(Referring expression data)
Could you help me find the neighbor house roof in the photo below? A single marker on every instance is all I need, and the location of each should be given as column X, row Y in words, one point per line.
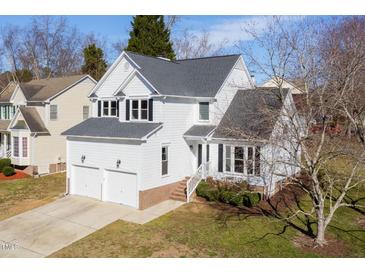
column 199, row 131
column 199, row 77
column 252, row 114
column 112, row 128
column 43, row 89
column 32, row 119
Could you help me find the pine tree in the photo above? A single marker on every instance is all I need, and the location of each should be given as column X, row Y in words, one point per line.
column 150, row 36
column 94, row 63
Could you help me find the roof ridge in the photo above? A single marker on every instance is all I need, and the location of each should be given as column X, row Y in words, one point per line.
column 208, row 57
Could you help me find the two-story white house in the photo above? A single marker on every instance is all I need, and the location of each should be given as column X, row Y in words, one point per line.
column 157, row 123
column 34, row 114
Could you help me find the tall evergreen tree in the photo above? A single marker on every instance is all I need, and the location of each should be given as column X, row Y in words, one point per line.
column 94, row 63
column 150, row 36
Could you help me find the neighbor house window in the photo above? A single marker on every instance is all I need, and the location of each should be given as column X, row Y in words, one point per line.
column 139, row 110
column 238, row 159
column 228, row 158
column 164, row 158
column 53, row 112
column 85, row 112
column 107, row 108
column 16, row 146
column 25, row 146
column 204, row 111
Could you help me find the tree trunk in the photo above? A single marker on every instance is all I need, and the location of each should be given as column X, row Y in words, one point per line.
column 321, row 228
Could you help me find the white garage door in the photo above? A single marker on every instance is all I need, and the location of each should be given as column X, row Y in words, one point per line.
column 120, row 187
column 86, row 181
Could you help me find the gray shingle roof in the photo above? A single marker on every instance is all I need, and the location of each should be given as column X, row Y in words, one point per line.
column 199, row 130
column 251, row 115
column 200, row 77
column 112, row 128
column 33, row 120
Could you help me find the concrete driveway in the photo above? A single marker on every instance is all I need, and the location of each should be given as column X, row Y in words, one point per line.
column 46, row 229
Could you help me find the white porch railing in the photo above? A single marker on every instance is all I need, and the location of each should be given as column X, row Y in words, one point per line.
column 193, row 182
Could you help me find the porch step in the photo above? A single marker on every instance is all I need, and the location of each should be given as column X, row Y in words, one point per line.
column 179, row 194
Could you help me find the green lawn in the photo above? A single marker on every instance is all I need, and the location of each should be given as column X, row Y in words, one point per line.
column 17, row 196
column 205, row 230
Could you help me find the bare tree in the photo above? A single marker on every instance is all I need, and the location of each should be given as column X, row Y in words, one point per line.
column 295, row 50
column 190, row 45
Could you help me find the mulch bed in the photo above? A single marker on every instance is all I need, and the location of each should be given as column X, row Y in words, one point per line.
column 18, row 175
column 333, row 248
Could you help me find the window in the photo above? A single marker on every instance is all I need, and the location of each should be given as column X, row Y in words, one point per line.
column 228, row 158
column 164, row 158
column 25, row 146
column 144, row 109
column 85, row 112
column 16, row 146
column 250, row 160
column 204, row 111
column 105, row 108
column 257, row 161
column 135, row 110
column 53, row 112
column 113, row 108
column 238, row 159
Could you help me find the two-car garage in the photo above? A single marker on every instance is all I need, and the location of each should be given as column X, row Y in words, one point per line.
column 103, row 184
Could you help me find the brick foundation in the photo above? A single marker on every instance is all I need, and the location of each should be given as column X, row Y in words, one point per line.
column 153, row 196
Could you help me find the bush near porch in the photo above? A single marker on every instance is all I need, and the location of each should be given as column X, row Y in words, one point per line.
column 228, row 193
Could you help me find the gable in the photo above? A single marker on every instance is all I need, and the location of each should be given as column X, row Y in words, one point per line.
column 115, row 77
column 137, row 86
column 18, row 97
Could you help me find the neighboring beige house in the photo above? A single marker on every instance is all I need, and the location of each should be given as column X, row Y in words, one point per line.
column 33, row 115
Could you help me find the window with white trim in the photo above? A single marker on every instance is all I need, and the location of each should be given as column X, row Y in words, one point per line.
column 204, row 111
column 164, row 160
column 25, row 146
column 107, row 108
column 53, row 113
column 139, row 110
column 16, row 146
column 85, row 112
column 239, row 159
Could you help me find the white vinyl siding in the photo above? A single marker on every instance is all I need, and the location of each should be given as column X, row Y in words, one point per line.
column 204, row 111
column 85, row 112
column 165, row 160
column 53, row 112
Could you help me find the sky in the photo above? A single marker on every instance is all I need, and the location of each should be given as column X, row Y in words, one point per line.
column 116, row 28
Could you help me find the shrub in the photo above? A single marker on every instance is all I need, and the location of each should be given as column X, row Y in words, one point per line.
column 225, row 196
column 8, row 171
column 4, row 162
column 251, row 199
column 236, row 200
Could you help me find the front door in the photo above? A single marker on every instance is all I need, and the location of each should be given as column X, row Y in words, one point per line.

# Exercise aim:
A verbatim printout of the entries above is expected, free of pictures.

# Task output:
Could you help me find the neighbor house roof in the photo below? A single marker on every instance is all I need, and the location of each should be given as column X, row Y in words, one point per line.
column 199, row 131
column 199, row 77
column 252, row 114
column 112, row 128
column 43, row 89
column 32, row 119
Could you help me find the pine tree in the photo above? A single marker on every instance is all I need, and the location of each should be given as column X, row Y in words, one point per line.
column 150, row 36
column 94, row 63
Could you help me find the roof ridge in the photo above? A single marker on every instance is all I need, and the location of each should be given as column X, row Y in words, one point per line.
column 208, row 57
Could you help me find the two-story white house in the photo above? A single marker on every instance is all I need, and the location of each should be given as column X, row Y in words, one point per line.
column 157, row 123
column 34, row 114
Could you help me find the tall evergreen tree in the photo above? A single marker on every instance is all I need, and the location of each should be given as column X, row Y in words, one point per line.
column 94, row 63
column 150, row 36
Could you help me find the neighbor house window in the photo above? A single marker on every instance is all I need, and the location of each should be given as column X, row Y in words, one point per line.
column 139, row 110
column 238, row 159
column 228, row 158
column 164, row 158
column 53, row 112
column 85, row 112
column 107, row 108
column 16, row 146
column 25, row 146
column 204, row 111
Could you help me find the tree trunk in the photo above? A single marker on every instance is all I need, and the location of each should be given as column X, row Y in words, one point per line.
column 321, row 228
Could you help me find the white garage door in the photo above? A single marker on every instance is all I need, and the location of each should be given as column X, row Y in words, one point per line.
column 120, row 187
column 86, row 181
Could you help me find the gray shingle roof in the photo above? A single marker on every instance is all I need, and the location of each should be given as column X, row Y in words, one point per line.
column 199, row 130
column 251, row 115
column 200, row 77
column 112, row 128
column 33, row 120
Could you help me find the concrete driveway in the photo above? A single marker on every instance is all I need, and the location of each should be given as column X, row Y in words, one point per line.
column 46, row 229
Could you help me find the white porch railing in the photo above? A single marker on every instance is all I need, and the location of each should be given as column X, row Y in words, one point per line.
column 193, row 182
Could you help me find the porch step in the photo above? A single marker on every instance is all I need, and the location of each should be given as column X, row Y in words, one point per line.
column 179, row 194
Could you help me find the green lawn in the photo above? A single marker on every instance is all I need, and the location of each should be given as column X, row Y in words, one point per line.
column 17, row 196
column 205, row 230
Could you help me find the bare tree in the photo above? A single marker on every instance is all I need, and the location of each should be given as column X, row Y in words, one point per line.
column 295, row 50
column 190, row 45
Could you help me find the mulch bed in the photo above? A single marker on every instance is all I need, and the location of each should be given as column X, row Y in words, one point per line.
column 18, row 175
column 333, row 248
Could you help me find the window in the photo above? A single marker on every instance is all I need, and the location of each should be given as column X, row Y in words, one point per line.
column 228, row 158
column 164, row 158
column 25, row 146
column 144, row 109
column 85, row 112
column 16, row 146
column 250, row 160
column 204, row 111
column 105, row 108
column 257, row 161
column 135, row 110
column 53, row 112
column 113, row 108
column 238, row 159
Could you help me find the two-car garage in the photo above? A single marker on every instance is all I need, and the location of each should be given as column X, row Y in words, one point per line.
column 103, row 184
Could you help me find the brick foundation in the photo above? A single marker on every instance is all I need, and the location of each should be given as column X, row Y in words, one point per line.
column 153, row 196
Could you help me find the bush near porch in the photo above? A single marker on every instance is all I need, and the location of each should be given as column X, row Y in words, one point per line.
column 228, row 193
Could you help me find the gable in the photo above? A single marker on every instance is all I need, and the location of each should be given as column X, row Y in words, one point per line.
column 115, row 77
column 137, row 86
column 18, row 97
Could you help me find the neighboring beige house in the photo above? A single marker on every instance is all I need, and the location of each should be given as column X, row Y in words, one point per line.
column 33, row 115
Could you help me find the window with white trim in the photo above? A single marker on every instance is all I need, and the location of each should be given as column X, row Y in words, one point per line.
column 204, row 111
column 164, row 160
column 25, row 146
column 107, row 108
column 53, row 113
column 139, row 110
column 16, row 146
column 85, row 112
column 239, row 159
Could you help me find the white vinyl siding in the photo above? A single marker on every instance is all I need, and the location of each should be given as column X, row Y in words, one point per line.
column 204, row 111
column 85, row 112
column 165, row 160
column 53, row 112
Could you help me find the sky in the photo above? A single marker on every instance is all I need, and the location of each should be given as column X, row Y in words, one point per line.
column 116, row 28
Could you help me find the shrub in the photo above? A single marker on every instance is all I need, and the location of each should be given as column X, row Y in words, one point per line.
column 225, row 196
column 8, row 171
column 4, row 162
column 251, row 199
column 236, row 200
Could you help me find the front door in the photo above? A single marker on every instance is all I need, and the location of each should be given as column X, row Y in words, one point per line.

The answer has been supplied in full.